-- START OF Text block --

In an embodiment, such a matrix is fixed to the perform by means of
link elements that are easily severed, thereby enabling the matrix
to be torn away after casing has been performed, leaving the casing
inside the tube or pipework.
Other characteristics and advantages of the invention appear from
the description and the accompanying drawings which show preferred
embodiments as non-limiting examples.
BRIEF DESCRIPTION OF THE DRAWINGS
In the drawings:
FIGS. 1, 2, and 3 are diagrams showing a preform or a matrix
provided with a tubular structure of the invention, the preform or
matrix being shown respectively in its radially contracted state,
in an intermediate state, and in a radially expanded state;
FIGS. 1A, 2A, and 3A are detailed views showing how the flexible
strands constituting the structure are braided, while in
deformation states corresponding respectively to FIGS. 1, 2, and
3;
FIG. 4 is a cutaway perspective view of a preform of the invention
possessing a plurality of structures engaged within one
another;
FIG. 5 is a cross-section on a larger scale of the preform of FIG.
4;
FIGS. 6A and 6B are diagrams showing the section of the preform
when axially folded up in two different possible
configurations;
FIGS. 7 and 7' are similar views of one or the other of the
preforms of FIGS. 6A or 6B respectively after deployment and after
radial expansion;
FIG. 8 is a view similar to FIG. 2A showing a variant method of
braiding the structure;
FIG. 9 is a diagrammatic longitudinal section through a matrix and
a preform, both in accordance with the invention, while the preform
is being installed in a well, the matrix and the preform being
deployed but not radially expanded;
FIG. 9A is a detail on a larger scale of the zone of the wall of
the matrix and of the preform that is referenced A in FIG. 9;
FIGS. 10, 10A, 10B, 10C, and 10D are diagrammatic views for showing
the various successive steps in installing casing in an oil well
via its production tubing, and using a matrix and preform assembly
as shown in FIG. 9;
FIG. 11 shows one possible way of extracting the matrix; and
FIGS. 12 and 12A show progressive inflation of a matrix during the
expansion of a preform in a well.
DETAILED DESCRIPTION OF THE PREFERRED EMBODIMENTS
The preform or matrix referenced 1 in FIGS. 1 to 3 is tubular in
shape and it has a braided structure. The braid is made up of two
series of interwoven flat strands or tapes 10a, 10b which wind
helically to constitute the envelope of the structure. The two
series are of opposite pitch, with the strands being inclined at an
acute angle u relative to a generator line of the resulting tube,
which tube is cylindrical. To simplify the description, FIGS. 1 to
3 use the axis XX' of the tube as a reference. The two series of
strands 10a and 10b are interwoven like the caning of a cane chair,
symmetrically about the axis XX' and on either side thereof.
Advantageously, the angle u is about 20.degree. (FIGS. 1 and
1A).
Each of the strands 10 is made up of a plurality of fibers or
threads that are very strong, and that are placed side by side.

-- END OF Text block --
-- START OF Entries --

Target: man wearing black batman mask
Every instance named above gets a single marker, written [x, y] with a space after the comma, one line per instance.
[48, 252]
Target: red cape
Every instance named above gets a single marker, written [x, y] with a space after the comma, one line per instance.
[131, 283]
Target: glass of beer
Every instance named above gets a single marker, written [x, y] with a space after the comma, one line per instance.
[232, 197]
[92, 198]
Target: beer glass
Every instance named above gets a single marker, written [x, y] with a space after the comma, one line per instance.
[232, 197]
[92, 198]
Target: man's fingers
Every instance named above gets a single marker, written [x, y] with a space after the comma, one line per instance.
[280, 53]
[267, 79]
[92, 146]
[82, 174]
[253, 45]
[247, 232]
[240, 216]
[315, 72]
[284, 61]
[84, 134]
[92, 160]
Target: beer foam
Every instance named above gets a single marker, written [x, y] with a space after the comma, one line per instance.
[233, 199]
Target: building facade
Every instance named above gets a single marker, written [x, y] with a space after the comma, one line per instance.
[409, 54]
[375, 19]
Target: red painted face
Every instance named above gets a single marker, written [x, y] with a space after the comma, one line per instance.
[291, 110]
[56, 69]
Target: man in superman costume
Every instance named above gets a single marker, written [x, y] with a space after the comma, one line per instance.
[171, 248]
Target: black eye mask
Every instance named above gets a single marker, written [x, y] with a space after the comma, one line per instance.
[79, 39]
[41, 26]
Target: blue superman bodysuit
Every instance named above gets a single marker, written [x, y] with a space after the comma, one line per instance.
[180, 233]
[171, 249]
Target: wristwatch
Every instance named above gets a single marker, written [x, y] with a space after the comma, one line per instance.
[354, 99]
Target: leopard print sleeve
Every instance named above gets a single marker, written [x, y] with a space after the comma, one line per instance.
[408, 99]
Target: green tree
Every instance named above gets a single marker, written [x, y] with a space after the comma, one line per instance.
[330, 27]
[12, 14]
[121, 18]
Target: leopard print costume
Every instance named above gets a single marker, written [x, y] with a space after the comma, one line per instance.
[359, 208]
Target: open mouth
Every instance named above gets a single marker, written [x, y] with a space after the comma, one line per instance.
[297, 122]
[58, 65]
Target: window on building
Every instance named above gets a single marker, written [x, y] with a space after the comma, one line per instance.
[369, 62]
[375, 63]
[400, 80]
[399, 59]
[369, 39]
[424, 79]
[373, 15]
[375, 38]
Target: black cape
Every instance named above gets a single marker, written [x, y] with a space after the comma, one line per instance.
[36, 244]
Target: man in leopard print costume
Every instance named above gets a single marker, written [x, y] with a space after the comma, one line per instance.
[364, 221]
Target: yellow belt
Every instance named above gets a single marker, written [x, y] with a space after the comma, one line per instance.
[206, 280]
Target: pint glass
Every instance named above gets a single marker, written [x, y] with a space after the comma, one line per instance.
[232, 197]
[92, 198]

-- END OF Entries --

■ Problem set
1. Using the passage on the braided tubular preform, answer the following:
(a) What does FIG. 11 show?
(b) About how large is the angle u, advantageously?
(c) What is each of the strands made up of?
2. Reproduce the passage on the braided tubular preform between "In an embodiment, such" and "tube or pipework.", inclusive.

■ The responses
1.
(a) One possible way of extracting the matrix.
(b) About 20 degrees.
(c) A plurality of very strong fibers or threads placed side by side.

2.
In an embodiment, such a matrix is fixed to the perform by means of
link elements that are easily severed, thereby enabling the matrix
to be torn away after casing has been performed, leaving the casing
inside the tube or pipework.